[Source data]
__________
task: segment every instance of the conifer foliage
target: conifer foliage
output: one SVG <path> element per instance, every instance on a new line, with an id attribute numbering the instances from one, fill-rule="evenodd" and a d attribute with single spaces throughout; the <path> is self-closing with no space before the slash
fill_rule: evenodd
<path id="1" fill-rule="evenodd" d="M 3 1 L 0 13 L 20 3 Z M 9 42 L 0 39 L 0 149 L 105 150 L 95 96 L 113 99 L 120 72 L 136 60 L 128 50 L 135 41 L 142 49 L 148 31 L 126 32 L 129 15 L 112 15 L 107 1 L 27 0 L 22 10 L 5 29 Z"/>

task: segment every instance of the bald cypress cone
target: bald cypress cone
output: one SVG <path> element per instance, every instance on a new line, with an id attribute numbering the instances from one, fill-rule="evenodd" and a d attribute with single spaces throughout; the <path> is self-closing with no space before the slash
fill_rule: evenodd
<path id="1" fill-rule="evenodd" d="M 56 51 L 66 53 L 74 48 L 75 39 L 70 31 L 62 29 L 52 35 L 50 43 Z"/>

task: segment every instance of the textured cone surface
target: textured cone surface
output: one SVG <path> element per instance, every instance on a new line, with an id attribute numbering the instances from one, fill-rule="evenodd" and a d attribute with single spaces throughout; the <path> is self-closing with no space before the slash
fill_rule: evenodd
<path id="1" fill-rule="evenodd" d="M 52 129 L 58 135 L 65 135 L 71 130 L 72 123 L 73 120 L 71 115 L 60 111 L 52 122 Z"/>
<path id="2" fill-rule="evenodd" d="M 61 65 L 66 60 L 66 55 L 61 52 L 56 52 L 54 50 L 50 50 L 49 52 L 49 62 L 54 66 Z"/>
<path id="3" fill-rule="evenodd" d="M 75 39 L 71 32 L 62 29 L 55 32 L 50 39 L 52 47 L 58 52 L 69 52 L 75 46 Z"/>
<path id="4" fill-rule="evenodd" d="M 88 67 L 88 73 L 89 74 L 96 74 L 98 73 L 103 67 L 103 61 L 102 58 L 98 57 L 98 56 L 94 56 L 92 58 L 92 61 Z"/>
__________
Reproduce each entry exactly, leaving out nothing.

task: segment every instance of the conifer foliage
target: conifer foliage
output: one SVG <path> element per instance, every instance on a new line, with an id attribute numbering the instances from one, fill-rule="evenodd" and a d attribute with single spaces throughout; the <path> is self-closing with no space before the slash
fill_rule: evenodd
<path id="1" fill-rule="evenodd" d="M 3 1 L 0 13 L 20 3 Z M 9 42 L 0 39 L 0 149 L 105 150 L 95 96 L 113 99 L 120 72 L 136 60 L 128 50 L 135 41 L 142 49 L 148 31 L 126 32 L 129 15 L 112 15 L 107 1 L 27 0 L 22 10 L 5 29 Z"/>

task: segment every instance of the bald cypress cone
target: bald cypress cone
output: one SVG <path> element per instance, every instance on a new line, with an id attribute numbering the instances from one, fill-rule="evenodd" and a d attribute with single spaces throughout; the <path> is self-closing with no space before the slash
fill_rule: evenodd
<path id="1" fill-rule="evenodd" d="M 56 51 L 66 53 L 74 48 L 75 39 L 70 31 L 62 29 L 52 35 L 50 43 Z"/>

task: segment every instance of the textured cone surface
target: textured cone surface
output: one SVG <path> element per instance, every instance on a new line, with an id attribute numbering the instances from one, fill-rule="evenodd" and a d attribute with single spaces throughout; the <path> is self-closing with no space before the slash
fill_rule: evenodd
<path id="1" fill-rule="evenodd" d="M 52 129 L 58 135 L 65 135 L 71 130 L 72 123 L 73 120 L 71 115 L 60 111 L 52 122 Z"/>
<path id="2" fill-rule="evenodd" d="M 61 65 L 66 60 L 66 55 L 61 52 L 56 52 L 54 50 L 50 50 L 49 52 L 49 62 L 54 66 Z"/>
<path id="3" fill-rule="evenodd" d="M 75 39 L 71 32 L 62 29 L 55 32 L 50 39 L 52 47 L 58 52 L 69 52 L 75 46 Z"/>
<path id="4" fill-rule="evenodd" d="M 88 67 L 88 73 L 89 74 L 96 74 L 98 73 L 103 67 L 103 61 L 102 58 L 98 57 L 98 56 L 94 56 L 92 58 L 92 61 Z"/>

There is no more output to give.